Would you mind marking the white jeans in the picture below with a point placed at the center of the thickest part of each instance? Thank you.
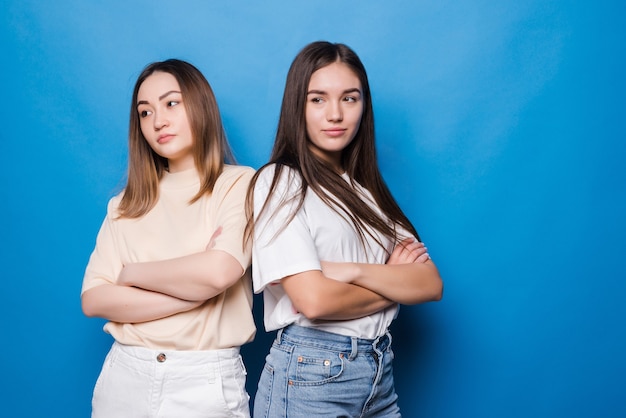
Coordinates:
(139, 382)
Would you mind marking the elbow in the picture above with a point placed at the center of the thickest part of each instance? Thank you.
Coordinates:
(88, 307)
(433, 293)
(436, 293)
(222, 279)
(311, 308)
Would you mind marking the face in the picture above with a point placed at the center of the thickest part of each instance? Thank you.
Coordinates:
(164, 122)
(333, 111)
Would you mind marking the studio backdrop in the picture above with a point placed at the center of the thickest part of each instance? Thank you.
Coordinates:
(500, 130)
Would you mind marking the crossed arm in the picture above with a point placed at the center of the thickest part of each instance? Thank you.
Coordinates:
(145, 291)
(344, 291)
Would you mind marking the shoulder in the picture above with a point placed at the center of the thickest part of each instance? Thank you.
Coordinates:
(234, 175)
(113, 205)
(286, 177)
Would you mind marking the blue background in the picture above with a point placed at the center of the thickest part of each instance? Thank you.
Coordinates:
(501, 131)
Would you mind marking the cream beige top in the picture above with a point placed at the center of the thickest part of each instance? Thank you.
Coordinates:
(175, 228)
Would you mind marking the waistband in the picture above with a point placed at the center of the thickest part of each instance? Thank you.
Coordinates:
(313, 337)
(175, 357)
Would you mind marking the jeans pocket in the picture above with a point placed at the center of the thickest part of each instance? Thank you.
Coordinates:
(315, 367)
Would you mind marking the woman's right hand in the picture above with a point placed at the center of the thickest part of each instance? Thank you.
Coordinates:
(409, 251)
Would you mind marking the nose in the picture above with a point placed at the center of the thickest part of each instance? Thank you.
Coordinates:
(334, 113)
(159, 121)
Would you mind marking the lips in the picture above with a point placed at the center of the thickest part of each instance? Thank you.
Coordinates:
(162, 139)
(334, 132)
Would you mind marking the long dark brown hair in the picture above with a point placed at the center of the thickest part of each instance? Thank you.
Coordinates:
(210, 146)
(291, 149)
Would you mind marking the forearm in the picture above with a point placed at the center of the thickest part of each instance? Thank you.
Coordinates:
(408, 283)
(199, 276)
(131, 305)
(319, 297)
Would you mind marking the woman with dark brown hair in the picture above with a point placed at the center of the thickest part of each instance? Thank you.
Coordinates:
(333, 253)
(168, 270)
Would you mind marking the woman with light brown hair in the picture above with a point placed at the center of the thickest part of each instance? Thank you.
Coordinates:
(169, 270)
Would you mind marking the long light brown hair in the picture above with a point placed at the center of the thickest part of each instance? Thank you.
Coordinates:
(291, 149)
(210, 146)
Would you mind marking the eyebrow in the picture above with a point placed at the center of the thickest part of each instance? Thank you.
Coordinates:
(353, 90)
(161, 97)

____________________

TASK REQUIREMENTS:
Copy word for word every line of the material from the line containing "Would you mind marking the forearm" through the end of the material, including both.

ANSWER TO THIS PROBLEM:
Would you mind marking the forearm in the picture above with a point placed at the center of the thickest part of each instance? Thank you.
Coordinates:
(408, 283)
(199, 276)
(131, 305)
(319, 297)
Would you mind marking the woman with dark brown hair in the picture above with a point placed at the center of the thickest part of each instance? Thank you.
Coordinates:
(333, 253)
(168, 270)
Would you mind marking the woman with light brown hair in the picture above with a point placed at the center of the thickest part of each instance? Thank you.
Coordinates:
(169, 270)
Would you mind marking the long light brown hair in the picture above with a point placed at the center of the thickest part of each instance? Thank you.
Coordinates:
(291, 149)
(210, 146)
Would you mind marking the eyebrow in the picture above with a point placed at the center of the thickest part of each instance? Thank you.
Coordinates:
(353, 90)
(161, 97)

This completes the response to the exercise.